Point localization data
• • • • •
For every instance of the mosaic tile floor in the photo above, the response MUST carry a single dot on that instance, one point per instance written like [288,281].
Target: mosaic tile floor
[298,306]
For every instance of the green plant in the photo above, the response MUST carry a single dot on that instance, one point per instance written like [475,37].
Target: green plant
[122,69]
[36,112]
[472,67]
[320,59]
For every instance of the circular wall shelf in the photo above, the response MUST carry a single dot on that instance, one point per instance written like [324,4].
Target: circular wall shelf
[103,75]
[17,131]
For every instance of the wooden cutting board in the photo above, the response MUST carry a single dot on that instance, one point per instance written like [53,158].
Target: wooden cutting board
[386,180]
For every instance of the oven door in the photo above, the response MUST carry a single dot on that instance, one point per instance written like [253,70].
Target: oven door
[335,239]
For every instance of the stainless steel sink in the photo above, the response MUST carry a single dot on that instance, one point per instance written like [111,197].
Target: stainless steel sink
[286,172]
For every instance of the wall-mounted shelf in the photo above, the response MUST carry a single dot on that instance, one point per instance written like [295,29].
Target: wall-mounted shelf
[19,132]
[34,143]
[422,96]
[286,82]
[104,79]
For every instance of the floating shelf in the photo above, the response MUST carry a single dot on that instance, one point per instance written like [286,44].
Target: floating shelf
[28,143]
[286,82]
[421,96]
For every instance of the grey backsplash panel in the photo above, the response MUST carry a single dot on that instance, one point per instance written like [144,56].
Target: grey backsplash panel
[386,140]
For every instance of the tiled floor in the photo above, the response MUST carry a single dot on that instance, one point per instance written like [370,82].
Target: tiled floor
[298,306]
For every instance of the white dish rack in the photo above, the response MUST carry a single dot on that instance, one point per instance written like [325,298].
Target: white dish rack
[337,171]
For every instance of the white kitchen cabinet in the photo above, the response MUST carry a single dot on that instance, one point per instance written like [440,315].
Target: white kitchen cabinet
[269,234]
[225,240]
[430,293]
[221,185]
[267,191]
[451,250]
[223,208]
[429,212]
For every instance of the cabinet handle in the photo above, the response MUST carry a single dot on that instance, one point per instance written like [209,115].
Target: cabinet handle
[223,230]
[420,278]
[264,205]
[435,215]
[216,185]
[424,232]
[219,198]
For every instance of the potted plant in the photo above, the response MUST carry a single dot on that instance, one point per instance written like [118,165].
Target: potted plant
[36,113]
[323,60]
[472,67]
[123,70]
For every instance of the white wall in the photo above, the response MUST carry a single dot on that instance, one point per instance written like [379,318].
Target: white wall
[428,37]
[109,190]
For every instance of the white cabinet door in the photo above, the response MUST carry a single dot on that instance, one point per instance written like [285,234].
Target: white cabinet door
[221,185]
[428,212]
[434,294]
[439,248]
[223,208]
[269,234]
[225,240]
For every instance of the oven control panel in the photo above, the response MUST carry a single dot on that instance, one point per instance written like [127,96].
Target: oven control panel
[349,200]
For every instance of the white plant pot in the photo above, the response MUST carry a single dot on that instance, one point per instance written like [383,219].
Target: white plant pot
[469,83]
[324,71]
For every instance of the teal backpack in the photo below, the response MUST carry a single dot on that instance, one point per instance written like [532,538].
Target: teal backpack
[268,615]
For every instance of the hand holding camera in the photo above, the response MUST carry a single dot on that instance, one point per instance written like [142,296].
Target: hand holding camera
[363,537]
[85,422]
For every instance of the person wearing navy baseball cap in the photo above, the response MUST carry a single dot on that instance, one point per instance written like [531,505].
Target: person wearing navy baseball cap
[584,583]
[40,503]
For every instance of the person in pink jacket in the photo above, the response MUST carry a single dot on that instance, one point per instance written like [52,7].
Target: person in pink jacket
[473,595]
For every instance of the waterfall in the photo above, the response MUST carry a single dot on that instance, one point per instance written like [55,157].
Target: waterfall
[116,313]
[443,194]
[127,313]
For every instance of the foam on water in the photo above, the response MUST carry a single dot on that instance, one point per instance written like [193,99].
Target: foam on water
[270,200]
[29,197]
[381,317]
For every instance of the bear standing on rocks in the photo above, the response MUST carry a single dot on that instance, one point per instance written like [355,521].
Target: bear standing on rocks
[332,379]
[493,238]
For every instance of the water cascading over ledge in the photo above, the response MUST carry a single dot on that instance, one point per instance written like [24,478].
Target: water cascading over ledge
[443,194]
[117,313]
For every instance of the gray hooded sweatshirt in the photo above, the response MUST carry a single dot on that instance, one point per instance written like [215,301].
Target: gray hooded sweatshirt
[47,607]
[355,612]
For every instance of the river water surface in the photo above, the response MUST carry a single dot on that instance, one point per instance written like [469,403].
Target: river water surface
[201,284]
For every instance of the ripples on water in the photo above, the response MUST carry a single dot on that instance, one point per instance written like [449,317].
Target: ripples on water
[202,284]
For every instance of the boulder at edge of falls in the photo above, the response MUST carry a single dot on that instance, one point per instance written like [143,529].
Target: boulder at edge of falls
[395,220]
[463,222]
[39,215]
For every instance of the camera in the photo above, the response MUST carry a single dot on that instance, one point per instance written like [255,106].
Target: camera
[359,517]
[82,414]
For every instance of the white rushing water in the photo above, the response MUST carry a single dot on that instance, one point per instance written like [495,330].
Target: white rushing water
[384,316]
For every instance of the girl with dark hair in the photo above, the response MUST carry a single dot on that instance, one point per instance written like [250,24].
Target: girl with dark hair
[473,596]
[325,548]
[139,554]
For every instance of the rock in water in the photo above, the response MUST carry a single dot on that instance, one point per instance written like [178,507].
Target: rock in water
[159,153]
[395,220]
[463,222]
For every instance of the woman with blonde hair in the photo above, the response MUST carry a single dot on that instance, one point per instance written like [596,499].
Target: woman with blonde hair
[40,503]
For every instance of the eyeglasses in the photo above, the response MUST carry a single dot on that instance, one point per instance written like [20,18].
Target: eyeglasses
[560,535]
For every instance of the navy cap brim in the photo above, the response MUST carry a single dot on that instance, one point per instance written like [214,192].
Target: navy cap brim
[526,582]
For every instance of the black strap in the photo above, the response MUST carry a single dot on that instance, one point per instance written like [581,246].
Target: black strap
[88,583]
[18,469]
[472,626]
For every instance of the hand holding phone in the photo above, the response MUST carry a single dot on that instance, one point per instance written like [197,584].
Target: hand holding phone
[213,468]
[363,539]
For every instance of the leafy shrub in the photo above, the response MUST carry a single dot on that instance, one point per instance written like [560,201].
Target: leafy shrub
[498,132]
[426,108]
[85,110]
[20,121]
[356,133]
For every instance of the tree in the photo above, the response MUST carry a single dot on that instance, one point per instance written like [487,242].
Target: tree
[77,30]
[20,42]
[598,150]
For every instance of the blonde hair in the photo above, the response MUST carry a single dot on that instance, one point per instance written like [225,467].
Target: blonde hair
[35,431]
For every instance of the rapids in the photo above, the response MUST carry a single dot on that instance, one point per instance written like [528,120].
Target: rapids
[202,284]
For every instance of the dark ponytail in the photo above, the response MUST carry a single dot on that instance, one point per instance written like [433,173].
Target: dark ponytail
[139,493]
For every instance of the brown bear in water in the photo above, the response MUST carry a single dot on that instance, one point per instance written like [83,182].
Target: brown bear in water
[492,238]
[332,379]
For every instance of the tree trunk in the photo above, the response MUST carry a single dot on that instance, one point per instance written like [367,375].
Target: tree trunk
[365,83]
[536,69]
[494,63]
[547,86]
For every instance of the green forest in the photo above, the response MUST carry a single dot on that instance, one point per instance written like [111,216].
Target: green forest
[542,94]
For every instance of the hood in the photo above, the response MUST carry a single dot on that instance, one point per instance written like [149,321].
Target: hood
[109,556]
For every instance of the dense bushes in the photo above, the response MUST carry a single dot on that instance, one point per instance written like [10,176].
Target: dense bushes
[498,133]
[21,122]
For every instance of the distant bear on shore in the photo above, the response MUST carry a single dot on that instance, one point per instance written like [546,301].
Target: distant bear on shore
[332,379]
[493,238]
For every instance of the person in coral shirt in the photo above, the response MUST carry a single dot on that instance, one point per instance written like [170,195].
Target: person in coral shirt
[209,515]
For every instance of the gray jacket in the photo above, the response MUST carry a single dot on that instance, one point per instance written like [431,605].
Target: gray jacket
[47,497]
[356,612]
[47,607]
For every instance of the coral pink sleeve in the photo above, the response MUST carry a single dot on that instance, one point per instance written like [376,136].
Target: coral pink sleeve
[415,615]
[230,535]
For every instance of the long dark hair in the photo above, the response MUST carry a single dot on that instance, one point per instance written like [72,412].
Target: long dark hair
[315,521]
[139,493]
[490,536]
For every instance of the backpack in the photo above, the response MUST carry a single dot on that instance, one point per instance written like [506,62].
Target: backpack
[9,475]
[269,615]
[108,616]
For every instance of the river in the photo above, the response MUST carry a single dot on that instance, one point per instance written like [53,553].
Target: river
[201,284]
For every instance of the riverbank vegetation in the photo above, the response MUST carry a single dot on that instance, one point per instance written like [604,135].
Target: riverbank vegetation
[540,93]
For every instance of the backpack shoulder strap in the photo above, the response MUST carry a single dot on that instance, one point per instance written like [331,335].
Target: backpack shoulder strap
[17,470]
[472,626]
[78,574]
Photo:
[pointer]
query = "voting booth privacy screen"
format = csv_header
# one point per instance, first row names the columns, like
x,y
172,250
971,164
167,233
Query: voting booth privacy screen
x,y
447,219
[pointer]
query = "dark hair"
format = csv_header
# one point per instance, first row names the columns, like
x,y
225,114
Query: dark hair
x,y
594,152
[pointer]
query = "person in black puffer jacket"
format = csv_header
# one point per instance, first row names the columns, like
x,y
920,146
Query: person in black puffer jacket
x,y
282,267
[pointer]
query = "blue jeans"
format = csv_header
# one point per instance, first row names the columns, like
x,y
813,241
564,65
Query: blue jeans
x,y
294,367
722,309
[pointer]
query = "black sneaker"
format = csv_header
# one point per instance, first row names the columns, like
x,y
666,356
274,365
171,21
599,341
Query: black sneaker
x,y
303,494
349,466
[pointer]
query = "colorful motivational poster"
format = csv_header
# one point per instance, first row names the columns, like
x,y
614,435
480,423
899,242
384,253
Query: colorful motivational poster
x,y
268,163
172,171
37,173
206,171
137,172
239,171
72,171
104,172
• • • • •
PROBLEM TO SOLVE | Only the lines above from the line containing "Target: gray hooded sweatshirt" through the line containing "For every instance of the ripples" should be retyped, exactly and with both ends included.

SOLUTION FOR THIS EXERCISE |
Target: gray hooded sweatshirt
[47,607]
[355,612]
For every instance of the river water surface in the photo above, the response MUST carry a single dot on that instance, one point per instance written like [469,403].
Target: river water surface
[201,284]
For every instance of the ripples on water in the photo above, the response MUST carry a single dot on that instance, one point per instance written like [449,317].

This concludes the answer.